----- PASSAGE PROVIDED -----
When a young couple decided to get married, the boy, along with his parents, went to the girl’s house to ask her parents for the hand of their daughter.

In the ceremony that followed, everyone read prayers and then someone would read the Lord’s Prayer. The parents gave the couple their blessing and wished them luck. Then the couple kissed both his and her parents and bowed to their feet.

Doukhobor women haying on community land, Grand Forks, BC, circa 1920. British Columbia Archives C-01721.

The wedding took place two or three days later, for there were no engagement parties or rings given. The bride gathered her belongings together with the bedding and tied them up in a bundle (there were no hope chests at that time).

On the wedding day, the groom, along with his parents, went on a horse and buggy after the bride and her parents. When they arrived at the groom’s place, everyone exchanged greetings and wished the couple luck. Only the 30 to 40 members who lived in the big house, where the lived, attended the wedding. The food served was the same as a Sunday dinner. There was borshchplove, and atvar (a beverage made out of fruit). The clothes which the bride and groom wore were their best Sunday clothes.
----- RECORD EXTRACTS -----
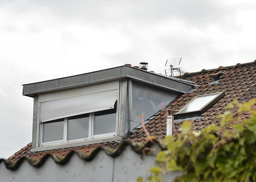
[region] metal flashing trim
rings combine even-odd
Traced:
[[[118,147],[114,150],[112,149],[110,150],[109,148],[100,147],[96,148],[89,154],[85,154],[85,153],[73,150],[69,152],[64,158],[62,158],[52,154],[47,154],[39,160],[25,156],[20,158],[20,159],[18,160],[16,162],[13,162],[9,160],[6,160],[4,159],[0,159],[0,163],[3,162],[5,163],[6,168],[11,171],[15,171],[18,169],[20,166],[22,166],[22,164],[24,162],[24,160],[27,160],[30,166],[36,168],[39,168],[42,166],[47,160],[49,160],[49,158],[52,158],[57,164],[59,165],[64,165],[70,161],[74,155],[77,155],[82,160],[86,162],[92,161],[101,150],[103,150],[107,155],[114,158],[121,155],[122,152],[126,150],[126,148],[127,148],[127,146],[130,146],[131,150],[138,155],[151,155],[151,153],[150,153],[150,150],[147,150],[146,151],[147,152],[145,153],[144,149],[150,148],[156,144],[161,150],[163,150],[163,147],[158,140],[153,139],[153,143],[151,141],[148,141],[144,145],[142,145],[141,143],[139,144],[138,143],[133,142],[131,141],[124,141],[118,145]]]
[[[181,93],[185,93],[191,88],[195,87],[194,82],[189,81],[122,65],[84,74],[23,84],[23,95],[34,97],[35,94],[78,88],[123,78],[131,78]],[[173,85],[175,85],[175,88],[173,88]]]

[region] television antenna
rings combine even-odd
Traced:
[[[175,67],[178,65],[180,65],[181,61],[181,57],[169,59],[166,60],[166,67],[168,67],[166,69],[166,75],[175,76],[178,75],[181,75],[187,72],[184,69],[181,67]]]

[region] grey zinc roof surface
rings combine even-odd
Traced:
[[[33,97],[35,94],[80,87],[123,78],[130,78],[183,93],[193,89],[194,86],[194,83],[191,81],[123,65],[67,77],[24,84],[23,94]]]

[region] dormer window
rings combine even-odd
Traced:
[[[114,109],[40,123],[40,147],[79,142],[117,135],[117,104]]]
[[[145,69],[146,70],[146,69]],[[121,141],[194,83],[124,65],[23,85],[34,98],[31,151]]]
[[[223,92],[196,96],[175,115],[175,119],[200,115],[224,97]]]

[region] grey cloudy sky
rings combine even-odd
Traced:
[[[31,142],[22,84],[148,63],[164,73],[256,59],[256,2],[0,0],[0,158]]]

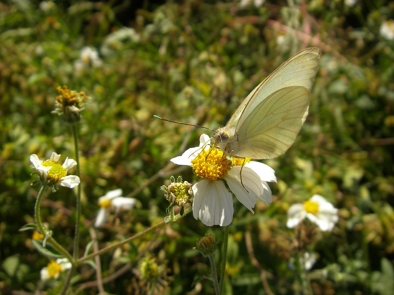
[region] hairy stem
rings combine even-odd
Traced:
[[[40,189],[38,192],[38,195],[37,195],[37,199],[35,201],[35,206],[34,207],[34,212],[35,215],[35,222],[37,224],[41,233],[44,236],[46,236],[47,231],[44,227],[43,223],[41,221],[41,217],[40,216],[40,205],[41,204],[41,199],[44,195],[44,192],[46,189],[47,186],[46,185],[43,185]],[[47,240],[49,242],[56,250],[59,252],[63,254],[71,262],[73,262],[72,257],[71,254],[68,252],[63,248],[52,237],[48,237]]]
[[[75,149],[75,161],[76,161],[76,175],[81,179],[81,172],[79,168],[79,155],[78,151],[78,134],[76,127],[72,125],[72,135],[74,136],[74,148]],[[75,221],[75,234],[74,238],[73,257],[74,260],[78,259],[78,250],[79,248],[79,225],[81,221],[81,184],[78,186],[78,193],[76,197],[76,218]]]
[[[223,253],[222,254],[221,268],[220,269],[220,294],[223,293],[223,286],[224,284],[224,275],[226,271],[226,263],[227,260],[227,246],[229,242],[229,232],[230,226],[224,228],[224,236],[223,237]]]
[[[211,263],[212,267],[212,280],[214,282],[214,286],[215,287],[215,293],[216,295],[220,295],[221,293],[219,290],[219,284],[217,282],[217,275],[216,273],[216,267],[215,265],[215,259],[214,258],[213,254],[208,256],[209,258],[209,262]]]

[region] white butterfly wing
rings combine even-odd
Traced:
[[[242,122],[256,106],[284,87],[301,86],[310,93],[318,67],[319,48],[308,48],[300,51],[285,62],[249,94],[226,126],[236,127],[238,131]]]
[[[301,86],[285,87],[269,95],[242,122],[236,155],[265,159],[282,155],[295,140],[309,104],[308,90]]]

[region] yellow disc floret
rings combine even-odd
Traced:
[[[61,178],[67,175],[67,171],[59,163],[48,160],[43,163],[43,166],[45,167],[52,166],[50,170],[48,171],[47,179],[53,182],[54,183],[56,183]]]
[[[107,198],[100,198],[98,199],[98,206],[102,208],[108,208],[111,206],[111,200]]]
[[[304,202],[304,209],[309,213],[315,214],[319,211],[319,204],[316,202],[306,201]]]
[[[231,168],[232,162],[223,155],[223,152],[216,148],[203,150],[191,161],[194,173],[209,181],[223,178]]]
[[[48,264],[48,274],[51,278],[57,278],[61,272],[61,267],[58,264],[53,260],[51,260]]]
-----
----- RECORD EXTRACTS -----
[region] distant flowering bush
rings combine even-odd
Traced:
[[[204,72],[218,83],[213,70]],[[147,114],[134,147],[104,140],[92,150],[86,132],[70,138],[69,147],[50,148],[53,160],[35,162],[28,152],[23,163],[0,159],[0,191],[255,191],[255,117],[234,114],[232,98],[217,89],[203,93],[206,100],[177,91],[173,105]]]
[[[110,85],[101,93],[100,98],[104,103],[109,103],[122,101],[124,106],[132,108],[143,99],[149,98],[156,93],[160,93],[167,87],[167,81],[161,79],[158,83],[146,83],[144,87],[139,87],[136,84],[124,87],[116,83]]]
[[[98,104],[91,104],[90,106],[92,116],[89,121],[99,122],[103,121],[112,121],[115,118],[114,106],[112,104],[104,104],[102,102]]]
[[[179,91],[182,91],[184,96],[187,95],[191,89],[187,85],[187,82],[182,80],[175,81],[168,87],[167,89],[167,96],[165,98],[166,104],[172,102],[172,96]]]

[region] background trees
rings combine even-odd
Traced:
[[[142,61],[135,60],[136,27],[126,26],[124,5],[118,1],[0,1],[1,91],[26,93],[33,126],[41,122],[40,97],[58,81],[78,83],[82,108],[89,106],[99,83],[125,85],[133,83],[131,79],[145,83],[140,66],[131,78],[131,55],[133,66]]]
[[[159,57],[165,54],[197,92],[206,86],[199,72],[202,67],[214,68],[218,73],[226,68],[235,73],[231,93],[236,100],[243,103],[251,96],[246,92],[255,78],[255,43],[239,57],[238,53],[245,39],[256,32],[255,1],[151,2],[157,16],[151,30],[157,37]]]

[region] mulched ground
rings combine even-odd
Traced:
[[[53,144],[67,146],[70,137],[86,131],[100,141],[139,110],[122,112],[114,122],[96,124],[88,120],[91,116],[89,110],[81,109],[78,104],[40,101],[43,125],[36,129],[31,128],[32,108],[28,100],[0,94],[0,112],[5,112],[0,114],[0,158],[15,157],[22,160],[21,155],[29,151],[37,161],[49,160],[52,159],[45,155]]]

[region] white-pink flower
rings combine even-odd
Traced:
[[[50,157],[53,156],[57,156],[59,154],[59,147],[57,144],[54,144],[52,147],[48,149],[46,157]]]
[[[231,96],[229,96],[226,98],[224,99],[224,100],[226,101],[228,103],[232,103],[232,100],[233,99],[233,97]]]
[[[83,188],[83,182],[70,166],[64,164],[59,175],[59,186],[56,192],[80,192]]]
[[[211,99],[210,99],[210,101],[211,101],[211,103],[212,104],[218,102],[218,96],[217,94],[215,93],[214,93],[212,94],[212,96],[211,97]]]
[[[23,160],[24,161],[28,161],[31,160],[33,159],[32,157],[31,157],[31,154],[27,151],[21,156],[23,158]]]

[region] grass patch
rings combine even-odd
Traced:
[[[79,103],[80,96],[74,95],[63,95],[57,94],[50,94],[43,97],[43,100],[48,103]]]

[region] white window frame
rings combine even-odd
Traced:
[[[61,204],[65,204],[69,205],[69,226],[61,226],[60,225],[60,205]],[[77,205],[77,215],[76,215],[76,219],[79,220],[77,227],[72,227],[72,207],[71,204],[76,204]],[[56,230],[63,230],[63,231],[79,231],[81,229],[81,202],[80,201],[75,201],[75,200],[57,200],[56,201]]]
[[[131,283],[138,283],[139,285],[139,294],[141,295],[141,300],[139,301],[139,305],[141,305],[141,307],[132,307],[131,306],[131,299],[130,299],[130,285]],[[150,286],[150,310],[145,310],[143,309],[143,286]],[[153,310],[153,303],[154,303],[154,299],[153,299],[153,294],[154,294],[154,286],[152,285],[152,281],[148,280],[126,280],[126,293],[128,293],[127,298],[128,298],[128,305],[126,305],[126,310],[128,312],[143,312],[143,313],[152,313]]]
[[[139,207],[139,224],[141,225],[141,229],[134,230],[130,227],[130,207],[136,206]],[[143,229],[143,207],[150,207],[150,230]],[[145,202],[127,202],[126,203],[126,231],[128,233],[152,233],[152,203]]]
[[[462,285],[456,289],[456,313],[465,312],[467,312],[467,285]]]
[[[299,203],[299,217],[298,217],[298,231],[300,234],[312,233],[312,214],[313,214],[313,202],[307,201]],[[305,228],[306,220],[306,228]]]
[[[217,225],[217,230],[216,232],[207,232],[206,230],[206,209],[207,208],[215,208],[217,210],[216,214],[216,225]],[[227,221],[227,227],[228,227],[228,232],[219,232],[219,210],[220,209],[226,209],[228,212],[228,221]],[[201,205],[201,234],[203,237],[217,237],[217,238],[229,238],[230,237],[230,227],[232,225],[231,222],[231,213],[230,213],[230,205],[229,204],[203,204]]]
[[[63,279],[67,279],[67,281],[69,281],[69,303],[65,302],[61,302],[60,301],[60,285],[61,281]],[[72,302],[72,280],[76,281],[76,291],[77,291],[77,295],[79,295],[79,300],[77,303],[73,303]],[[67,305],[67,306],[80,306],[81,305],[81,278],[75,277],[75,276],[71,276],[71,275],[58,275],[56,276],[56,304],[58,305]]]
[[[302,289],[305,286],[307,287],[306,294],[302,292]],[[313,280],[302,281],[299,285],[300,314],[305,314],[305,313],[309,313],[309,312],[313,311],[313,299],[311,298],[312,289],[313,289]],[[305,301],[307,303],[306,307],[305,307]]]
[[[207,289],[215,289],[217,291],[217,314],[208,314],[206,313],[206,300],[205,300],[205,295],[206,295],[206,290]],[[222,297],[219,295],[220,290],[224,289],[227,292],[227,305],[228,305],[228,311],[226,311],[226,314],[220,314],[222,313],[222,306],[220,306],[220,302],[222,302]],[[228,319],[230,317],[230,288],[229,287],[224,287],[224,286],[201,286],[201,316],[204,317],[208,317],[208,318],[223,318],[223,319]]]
-----
- _COMPLETE THE FOLLOWING_:
[1] Answer these about the passage on Doukhobor weddings:
(a) Who went to the girl's house to ask for her hand?
(b) How long after that visit did the wedding take place?
(c) What clothes did the bride and groom wear?
[2] From the passage on Doukhobor weddings, set down word for word the part that opens with the words containing "Doukhobor women haying" and closes with "at that time).".
Answer using only the passage about Doukhobor weddings.

- _WRITTEN RESPONSES_:
[1]
(a) The boy and his parents.
(b) Two or three days later.
(c) Their best Sunday clothes.

[2]
Doukhobor women haying on community land, Grand Forks, BC, circa 1920. British Columbia Archives C-01721.

The wedding took place two or three days later, for there were no engagement parties or rings given. The bride gathered her belongings together with the bedding and tied them up in a bundle (there were no hope chests at that time).